Data extract ::
☆ ☆ ☆ ☆ ☆ ☆ ☆

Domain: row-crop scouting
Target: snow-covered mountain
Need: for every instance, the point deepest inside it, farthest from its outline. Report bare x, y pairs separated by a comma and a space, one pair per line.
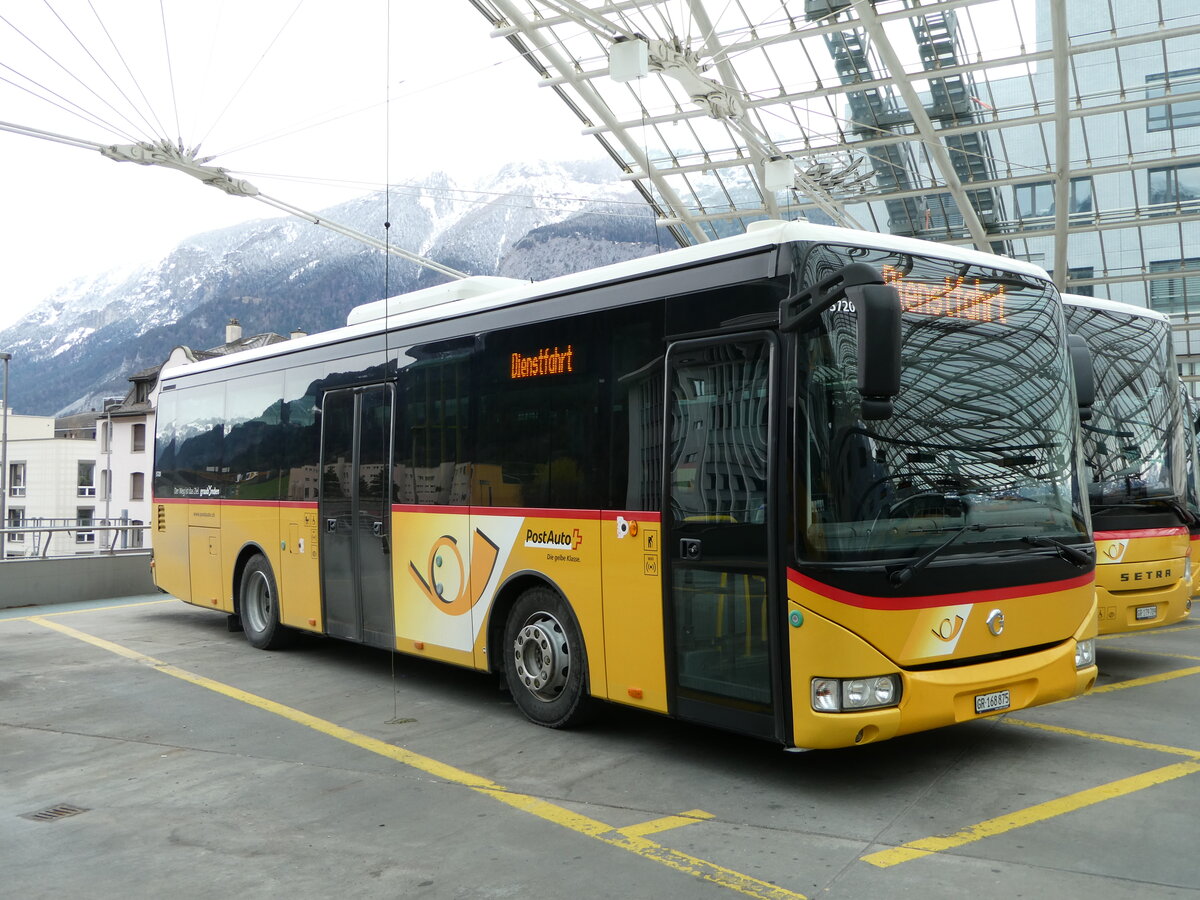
531, 221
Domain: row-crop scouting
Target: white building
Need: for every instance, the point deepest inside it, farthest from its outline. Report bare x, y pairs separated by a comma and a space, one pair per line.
125, 438
49, 481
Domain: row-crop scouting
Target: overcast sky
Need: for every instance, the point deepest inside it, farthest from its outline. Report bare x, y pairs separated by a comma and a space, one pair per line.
238, 75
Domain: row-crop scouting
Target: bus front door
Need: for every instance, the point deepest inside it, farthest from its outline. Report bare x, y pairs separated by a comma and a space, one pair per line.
355, 515
721, 604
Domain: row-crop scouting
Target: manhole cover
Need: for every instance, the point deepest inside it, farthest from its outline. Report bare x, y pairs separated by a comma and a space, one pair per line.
54, 813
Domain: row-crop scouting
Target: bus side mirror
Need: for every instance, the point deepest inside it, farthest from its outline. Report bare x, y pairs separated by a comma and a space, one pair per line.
1085, 376
879, 347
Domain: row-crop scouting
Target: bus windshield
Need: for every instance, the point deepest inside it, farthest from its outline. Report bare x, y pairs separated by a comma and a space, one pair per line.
1133, 444
979, 448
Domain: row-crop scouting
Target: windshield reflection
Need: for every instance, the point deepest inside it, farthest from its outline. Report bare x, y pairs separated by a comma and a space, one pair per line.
982, 441
1133, 443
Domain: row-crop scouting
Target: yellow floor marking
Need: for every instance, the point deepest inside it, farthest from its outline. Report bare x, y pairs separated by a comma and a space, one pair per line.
666, 823
90, 609
1041, 813
1108, 738
1163, 653
533, 805
1168, 630
1147, 679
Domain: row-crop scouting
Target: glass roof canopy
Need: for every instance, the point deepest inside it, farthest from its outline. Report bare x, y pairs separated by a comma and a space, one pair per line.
1063, 133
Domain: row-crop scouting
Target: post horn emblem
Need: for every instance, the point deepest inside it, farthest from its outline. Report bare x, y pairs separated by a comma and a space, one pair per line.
996, 622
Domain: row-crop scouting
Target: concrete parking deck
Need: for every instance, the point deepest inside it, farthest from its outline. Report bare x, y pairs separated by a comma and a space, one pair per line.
205, 768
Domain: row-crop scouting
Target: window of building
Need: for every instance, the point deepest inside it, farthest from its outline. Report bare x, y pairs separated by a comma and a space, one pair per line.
16, 479
87, 479
1173, 115
1175, 295
1176, 185
85, 519
1037, 199
16, 520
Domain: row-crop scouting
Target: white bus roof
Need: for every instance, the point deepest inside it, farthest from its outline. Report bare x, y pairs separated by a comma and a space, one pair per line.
1096, 303
481, 293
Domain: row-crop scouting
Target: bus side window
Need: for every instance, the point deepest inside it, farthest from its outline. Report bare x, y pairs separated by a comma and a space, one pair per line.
432, 460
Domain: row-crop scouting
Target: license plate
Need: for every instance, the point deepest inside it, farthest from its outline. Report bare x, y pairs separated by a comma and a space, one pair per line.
991, 702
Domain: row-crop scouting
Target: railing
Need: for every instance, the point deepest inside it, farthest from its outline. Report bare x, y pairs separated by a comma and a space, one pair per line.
101, 535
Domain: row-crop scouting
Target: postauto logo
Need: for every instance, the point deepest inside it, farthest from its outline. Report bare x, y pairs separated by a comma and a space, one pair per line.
553, 540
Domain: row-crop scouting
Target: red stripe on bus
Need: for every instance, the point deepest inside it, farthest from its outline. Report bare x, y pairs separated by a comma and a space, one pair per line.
217, 502
933, 600
610, 515
585, 514
1175, 532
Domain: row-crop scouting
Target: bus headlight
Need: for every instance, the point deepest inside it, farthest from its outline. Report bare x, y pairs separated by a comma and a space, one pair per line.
845, 695
1085, 653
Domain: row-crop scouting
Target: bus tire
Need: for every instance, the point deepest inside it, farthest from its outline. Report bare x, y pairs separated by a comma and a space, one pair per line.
258, 604
545, 660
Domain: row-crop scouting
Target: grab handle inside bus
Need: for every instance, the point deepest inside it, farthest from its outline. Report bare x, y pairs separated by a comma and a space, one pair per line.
1085, 376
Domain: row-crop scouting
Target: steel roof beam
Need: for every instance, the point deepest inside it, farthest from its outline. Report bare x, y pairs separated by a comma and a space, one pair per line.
605, 114
934, 144
1036, 178
1061, 143
945, 72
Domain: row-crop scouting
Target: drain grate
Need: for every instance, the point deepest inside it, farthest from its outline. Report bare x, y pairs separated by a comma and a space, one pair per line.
54, 813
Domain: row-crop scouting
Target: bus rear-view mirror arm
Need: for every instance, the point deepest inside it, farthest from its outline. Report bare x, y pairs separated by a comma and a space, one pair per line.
1084, 373
877, 307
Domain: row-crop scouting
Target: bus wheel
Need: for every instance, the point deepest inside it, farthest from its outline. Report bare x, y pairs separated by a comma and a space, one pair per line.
259, 606
545, 660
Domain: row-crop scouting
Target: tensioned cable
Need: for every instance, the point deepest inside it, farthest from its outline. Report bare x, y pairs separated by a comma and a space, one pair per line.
171, 71
129, 71
251, 72
103, 71
78, 112
358, 111
448, 192
106, 124
387, 306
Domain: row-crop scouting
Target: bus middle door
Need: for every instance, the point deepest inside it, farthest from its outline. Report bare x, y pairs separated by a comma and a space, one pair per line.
355, 514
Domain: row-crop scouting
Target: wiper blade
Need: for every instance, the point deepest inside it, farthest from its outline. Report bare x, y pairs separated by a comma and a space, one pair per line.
1072, 555
904, 575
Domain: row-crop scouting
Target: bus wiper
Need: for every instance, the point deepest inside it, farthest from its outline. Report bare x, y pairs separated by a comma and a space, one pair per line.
904, 575
1072, 555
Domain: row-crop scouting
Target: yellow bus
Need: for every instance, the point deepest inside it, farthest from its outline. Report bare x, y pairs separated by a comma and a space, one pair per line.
811, 485
1193, 492
1135, 451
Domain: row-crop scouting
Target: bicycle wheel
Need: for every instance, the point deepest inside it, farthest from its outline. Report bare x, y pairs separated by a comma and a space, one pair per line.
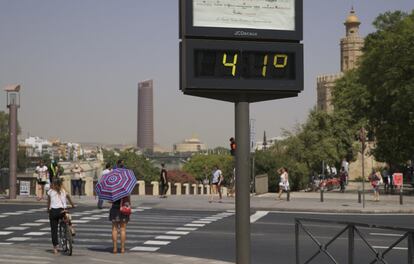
69, 240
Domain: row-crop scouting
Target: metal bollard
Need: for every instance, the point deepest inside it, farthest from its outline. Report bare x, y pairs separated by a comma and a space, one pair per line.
321, 195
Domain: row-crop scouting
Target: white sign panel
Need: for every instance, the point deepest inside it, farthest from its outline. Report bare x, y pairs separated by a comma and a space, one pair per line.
254, 14
25, 188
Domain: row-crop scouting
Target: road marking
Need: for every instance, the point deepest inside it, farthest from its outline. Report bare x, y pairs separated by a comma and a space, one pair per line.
201, 222
18, 239
257, 216
80, 221
14, 260
100, 216
211, 219
186, 228
35, 234
177, 233
324, 213
32, 224
16, 228
143, 208
14, 213
42, 221
396, 248
198, 225
148, 249
156, 243
167, 237
385, 234
90, 218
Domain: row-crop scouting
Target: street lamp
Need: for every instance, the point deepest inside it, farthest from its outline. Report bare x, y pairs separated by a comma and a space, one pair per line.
13, 103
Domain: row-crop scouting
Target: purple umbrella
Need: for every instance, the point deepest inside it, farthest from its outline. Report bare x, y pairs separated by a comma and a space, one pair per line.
116, 184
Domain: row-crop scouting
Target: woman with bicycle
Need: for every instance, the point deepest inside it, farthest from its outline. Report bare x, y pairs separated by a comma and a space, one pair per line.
56, 205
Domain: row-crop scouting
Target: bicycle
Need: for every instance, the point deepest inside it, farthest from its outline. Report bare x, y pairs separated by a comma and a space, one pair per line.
65, 234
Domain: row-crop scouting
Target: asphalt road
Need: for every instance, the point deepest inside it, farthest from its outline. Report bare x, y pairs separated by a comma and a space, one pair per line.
205, 234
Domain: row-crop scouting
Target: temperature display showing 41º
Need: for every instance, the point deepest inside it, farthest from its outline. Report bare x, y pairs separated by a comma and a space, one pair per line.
238, 64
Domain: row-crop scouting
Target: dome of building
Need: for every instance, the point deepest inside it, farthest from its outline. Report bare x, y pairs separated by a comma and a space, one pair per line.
352, 18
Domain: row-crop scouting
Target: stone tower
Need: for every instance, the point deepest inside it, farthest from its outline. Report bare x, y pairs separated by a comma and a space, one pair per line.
145, 135
351, 49
352, 44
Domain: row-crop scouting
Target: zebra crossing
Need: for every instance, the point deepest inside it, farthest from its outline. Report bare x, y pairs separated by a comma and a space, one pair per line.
147, 231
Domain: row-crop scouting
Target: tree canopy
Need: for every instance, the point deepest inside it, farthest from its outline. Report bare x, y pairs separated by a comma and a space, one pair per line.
379, 94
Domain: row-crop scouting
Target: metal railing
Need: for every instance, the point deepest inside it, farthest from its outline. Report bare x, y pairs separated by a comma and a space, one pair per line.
353, 229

☆ ☆ ☆ ☆ ☆ ☆ ☆

Activity ::
Search the records above for the string "white" and copy each line that holds it.

Answer area ::
Target: white building
Target: white bus roof
Target: white sign panel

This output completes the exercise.